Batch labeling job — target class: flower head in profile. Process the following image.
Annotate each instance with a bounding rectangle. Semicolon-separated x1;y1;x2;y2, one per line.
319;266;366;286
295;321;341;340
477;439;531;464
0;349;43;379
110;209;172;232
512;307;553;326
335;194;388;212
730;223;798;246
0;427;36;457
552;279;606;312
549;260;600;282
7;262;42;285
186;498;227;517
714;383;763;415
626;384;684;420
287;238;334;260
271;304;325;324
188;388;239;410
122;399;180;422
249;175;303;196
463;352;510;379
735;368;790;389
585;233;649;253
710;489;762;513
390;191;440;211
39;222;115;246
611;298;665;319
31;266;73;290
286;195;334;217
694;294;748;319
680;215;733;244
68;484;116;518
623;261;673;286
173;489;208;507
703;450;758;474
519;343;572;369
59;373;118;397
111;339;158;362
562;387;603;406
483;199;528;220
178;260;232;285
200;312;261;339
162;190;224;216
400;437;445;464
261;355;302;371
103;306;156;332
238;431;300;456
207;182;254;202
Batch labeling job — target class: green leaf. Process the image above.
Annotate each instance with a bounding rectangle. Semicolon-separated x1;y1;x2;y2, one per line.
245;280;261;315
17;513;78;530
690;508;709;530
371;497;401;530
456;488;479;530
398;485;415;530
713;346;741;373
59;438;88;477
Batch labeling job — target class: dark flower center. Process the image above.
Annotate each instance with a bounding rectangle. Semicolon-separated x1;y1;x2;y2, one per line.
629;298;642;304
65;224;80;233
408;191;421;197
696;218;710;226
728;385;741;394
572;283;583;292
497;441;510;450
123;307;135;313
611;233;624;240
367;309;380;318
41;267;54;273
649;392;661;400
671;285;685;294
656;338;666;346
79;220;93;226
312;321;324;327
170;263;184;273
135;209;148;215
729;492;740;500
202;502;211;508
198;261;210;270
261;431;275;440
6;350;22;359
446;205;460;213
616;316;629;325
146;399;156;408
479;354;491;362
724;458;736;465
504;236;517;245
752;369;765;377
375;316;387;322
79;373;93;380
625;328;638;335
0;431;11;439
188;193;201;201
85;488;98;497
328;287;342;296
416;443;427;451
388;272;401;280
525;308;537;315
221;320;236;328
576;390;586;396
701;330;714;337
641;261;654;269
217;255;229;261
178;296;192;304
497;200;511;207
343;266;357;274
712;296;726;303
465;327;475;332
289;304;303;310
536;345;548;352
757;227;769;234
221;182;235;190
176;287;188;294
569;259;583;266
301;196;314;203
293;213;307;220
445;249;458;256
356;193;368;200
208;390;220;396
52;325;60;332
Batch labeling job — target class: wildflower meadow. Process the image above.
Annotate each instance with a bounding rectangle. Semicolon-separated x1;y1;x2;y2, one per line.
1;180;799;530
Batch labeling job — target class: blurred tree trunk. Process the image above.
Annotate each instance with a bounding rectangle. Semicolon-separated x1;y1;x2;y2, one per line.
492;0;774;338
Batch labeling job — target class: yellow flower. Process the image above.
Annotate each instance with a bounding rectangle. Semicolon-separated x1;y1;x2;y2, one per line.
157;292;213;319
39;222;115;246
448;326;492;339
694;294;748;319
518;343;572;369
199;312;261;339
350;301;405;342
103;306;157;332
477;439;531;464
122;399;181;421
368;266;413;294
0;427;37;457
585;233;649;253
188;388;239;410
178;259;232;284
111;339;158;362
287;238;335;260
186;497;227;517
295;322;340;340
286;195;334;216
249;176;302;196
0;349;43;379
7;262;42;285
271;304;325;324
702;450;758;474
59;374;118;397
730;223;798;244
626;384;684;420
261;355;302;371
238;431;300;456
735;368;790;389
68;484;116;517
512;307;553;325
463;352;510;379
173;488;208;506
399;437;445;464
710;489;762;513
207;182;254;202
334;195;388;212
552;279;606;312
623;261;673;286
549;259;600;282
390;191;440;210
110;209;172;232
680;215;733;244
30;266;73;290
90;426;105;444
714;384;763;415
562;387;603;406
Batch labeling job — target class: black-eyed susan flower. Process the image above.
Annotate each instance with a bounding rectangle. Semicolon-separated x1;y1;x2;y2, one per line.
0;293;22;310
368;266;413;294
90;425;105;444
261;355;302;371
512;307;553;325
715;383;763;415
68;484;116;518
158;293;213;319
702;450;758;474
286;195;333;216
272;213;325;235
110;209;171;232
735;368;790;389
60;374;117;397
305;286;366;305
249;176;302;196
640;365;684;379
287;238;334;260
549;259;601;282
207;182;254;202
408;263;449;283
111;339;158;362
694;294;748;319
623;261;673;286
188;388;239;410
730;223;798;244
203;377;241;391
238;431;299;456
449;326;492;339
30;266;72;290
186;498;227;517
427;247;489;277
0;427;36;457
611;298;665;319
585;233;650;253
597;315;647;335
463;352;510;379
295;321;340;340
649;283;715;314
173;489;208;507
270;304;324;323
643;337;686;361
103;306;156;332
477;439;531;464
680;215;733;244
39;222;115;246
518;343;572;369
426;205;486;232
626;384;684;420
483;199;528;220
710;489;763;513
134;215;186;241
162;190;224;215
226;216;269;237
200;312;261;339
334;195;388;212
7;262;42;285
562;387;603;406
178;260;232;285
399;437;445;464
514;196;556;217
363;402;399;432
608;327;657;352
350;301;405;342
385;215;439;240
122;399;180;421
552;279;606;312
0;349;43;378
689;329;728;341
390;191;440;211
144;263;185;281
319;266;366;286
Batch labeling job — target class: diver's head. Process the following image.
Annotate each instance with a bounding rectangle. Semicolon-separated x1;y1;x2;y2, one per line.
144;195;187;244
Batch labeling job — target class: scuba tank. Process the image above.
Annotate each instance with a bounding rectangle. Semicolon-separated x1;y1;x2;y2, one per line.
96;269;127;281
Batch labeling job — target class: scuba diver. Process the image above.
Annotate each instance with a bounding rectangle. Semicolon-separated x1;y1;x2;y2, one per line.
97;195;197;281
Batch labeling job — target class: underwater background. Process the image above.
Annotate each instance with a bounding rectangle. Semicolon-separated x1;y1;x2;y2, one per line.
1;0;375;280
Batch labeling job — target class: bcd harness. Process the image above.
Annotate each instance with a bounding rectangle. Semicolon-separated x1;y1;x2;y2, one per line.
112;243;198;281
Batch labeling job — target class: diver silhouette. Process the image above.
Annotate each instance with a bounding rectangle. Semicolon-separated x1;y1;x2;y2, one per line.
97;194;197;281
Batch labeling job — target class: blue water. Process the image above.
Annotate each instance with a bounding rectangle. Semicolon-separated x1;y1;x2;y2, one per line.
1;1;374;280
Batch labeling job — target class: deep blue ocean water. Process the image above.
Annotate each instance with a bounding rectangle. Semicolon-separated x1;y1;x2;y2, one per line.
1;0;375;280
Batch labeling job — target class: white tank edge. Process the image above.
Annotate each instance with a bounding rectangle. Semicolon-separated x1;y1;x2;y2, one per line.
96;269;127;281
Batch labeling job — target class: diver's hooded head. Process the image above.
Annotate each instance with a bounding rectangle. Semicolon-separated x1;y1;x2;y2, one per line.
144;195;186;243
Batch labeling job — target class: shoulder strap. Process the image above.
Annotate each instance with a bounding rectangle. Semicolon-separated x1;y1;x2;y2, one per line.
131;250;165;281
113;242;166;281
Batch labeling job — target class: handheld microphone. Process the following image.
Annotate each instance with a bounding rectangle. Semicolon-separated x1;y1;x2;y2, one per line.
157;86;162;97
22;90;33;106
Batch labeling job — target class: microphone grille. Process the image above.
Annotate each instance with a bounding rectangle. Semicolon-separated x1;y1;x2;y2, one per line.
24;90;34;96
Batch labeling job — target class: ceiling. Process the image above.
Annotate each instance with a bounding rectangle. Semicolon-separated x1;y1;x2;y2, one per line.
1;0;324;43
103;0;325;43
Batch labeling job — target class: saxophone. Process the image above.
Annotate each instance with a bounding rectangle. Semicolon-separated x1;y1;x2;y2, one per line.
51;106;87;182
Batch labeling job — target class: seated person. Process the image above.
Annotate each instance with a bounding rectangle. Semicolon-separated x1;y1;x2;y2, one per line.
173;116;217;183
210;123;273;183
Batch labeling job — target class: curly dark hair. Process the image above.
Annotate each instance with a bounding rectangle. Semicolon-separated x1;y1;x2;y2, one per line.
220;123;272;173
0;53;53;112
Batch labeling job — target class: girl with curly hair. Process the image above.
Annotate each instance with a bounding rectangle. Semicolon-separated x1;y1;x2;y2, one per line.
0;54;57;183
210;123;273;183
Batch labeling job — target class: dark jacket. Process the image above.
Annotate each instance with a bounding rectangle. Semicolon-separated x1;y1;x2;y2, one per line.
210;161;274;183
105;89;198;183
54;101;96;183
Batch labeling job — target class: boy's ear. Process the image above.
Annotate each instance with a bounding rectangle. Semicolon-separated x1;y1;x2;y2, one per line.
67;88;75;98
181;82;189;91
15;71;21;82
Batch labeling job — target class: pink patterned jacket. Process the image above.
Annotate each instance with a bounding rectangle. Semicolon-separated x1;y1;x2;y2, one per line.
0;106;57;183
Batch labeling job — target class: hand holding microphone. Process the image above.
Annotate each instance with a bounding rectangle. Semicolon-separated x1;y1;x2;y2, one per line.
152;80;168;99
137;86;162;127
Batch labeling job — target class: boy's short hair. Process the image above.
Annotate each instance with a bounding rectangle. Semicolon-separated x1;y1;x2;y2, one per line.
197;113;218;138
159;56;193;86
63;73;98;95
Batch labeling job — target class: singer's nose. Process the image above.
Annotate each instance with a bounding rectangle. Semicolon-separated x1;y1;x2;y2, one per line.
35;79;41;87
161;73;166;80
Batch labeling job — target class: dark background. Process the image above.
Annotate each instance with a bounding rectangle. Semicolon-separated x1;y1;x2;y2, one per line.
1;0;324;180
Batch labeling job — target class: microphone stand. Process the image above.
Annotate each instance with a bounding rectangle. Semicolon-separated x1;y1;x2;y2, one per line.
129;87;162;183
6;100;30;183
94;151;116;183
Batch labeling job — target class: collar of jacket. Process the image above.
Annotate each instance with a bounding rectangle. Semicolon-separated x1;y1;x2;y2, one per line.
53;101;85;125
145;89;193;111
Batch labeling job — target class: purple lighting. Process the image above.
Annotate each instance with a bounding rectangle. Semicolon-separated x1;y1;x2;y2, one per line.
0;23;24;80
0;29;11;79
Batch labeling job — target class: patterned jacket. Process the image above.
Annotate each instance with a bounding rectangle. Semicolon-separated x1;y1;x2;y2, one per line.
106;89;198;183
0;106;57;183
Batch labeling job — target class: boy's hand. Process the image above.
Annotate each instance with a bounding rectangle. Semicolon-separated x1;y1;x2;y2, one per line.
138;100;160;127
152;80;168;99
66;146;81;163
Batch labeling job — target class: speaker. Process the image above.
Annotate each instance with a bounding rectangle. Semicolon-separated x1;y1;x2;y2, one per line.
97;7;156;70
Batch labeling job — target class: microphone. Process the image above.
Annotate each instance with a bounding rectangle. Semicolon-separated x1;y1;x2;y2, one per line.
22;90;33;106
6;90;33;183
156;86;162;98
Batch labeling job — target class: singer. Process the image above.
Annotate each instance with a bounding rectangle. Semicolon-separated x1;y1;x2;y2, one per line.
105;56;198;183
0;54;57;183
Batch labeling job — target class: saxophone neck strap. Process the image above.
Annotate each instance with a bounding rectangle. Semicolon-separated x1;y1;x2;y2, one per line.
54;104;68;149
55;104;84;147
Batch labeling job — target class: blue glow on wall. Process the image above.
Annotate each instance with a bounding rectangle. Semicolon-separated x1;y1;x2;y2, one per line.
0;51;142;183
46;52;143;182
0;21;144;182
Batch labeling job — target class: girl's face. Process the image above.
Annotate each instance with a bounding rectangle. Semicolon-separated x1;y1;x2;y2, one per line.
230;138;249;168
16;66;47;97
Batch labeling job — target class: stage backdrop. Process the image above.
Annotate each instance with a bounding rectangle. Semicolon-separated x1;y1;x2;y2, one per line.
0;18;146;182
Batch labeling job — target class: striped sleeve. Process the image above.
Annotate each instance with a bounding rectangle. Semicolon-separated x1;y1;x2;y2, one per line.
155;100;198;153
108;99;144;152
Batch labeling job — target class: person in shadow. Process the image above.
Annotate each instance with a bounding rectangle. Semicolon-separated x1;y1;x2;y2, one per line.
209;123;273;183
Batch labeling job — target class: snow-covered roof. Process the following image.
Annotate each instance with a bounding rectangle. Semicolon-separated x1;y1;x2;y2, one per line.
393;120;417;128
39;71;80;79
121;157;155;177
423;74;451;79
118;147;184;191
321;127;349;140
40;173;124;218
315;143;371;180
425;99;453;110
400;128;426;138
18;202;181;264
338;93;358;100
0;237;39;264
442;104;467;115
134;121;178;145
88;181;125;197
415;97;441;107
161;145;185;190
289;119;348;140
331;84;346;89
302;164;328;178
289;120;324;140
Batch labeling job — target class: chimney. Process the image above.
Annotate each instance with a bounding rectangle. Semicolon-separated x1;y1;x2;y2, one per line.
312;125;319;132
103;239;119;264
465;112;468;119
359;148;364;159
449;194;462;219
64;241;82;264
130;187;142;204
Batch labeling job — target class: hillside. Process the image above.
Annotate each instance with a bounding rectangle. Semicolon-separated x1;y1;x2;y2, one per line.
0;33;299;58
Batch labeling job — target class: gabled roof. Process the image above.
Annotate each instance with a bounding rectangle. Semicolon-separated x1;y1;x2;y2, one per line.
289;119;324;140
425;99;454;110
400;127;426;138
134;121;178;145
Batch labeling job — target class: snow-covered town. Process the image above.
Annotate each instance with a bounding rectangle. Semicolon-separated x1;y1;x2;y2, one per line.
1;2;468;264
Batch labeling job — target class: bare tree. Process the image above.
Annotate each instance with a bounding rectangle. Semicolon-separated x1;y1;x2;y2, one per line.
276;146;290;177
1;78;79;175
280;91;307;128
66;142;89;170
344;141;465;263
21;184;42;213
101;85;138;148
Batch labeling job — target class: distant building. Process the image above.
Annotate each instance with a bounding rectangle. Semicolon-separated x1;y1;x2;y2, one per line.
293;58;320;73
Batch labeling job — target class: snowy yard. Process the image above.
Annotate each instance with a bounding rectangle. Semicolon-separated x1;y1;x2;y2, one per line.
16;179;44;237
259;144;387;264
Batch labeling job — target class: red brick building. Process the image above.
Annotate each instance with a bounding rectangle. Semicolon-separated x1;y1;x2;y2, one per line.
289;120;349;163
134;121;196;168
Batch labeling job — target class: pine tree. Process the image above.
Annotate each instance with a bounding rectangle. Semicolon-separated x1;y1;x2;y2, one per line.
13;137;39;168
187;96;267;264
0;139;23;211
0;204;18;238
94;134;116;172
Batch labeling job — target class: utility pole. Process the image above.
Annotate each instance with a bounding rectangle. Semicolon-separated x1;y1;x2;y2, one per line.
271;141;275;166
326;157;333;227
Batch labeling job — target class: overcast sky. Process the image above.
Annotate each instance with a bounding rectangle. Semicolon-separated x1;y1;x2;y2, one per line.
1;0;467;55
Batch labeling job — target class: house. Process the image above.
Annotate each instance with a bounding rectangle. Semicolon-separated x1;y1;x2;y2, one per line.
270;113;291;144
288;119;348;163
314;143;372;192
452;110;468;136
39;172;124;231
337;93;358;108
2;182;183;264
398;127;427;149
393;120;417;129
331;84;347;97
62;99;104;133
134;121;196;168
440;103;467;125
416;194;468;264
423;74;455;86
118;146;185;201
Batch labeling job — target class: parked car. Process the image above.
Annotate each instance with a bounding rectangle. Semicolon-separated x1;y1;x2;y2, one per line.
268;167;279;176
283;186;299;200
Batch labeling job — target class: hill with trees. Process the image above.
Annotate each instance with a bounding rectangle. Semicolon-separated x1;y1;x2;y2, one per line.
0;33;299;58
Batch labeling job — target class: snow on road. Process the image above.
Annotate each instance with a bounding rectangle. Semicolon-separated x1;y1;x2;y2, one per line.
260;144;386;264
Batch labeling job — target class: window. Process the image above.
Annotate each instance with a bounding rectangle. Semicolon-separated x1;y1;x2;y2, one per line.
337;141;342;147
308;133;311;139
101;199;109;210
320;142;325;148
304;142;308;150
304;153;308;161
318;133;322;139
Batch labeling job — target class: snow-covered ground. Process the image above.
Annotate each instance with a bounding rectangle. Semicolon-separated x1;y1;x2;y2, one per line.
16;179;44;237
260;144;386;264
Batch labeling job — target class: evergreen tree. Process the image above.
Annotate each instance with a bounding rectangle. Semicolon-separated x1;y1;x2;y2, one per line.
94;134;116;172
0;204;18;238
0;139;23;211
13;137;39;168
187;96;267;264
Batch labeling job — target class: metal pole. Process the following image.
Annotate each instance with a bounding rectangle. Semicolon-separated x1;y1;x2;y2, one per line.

####

- Exercise goal
Please state how many lines in the records contain the word "covered", and give only that number.

- Response for this exercise
3